SUPPLIED PASSAGE
+-------+
# Interest group forums > Pest Control Industry Forum >  Rat poison

## pmbguy

Given a rats feeding habits, only eating little bits at a time from different food sources, the poison in the rat should be minimal. Also the dog is much larger than a rat. Given these factors will a poisoned rat still pose a danger to dogs?

----------


## AndriesH

Can't say in general, but in the case of Storm pellets, our vet assured us that once it has been through the rat's digestive system, it breaks down and is harmless.

She says she has only once seen a dog come to harm from Storm and that was a Jack Russel that jumped up on the table where the Storm was kept and scoffed the whole box!

The dog had an upset tummy for a day or so....

----------


## Dave A

> Given these factors will a poisoned rat still pose a danger to dogs?


Ignoring that some products are more prone to cause secondary poisoning than others, the main factor in the dog's favour is the difference in weight.

Dog eats one (anti-coagulant rat poison)ed rat - no problem.
Dog regularly eats (anti-coagulant rat poison)ed rats - you could be heading for trouble.
+-------+
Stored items
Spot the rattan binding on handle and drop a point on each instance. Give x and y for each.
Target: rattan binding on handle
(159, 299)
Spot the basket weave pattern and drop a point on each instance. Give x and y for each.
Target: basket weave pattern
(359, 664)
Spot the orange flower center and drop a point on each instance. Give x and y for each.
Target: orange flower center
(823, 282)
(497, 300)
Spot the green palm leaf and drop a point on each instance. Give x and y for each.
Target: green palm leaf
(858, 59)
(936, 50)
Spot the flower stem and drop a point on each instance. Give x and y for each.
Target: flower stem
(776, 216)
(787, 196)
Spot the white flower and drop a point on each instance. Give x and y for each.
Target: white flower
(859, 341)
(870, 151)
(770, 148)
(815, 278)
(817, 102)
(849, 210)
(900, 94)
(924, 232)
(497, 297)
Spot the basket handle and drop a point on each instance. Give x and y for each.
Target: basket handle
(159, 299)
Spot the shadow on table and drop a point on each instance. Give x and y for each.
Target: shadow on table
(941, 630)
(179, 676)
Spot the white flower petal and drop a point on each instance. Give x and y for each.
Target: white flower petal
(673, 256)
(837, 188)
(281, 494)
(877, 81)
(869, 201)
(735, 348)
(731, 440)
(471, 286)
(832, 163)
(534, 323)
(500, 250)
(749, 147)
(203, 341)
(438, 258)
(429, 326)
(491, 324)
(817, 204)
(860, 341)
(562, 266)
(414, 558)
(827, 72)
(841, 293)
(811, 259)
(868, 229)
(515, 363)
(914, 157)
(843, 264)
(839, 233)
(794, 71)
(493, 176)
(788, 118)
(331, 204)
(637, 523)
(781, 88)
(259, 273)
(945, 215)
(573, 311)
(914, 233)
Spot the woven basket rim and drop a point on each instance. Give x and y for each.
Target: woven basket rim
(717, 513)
+-------+
In the rat poison forum thread, what happened to the Jack Russel that ate a whole box of Storm?

EXERCISE RESPONSE
The dog had an upset tummy for a day or so.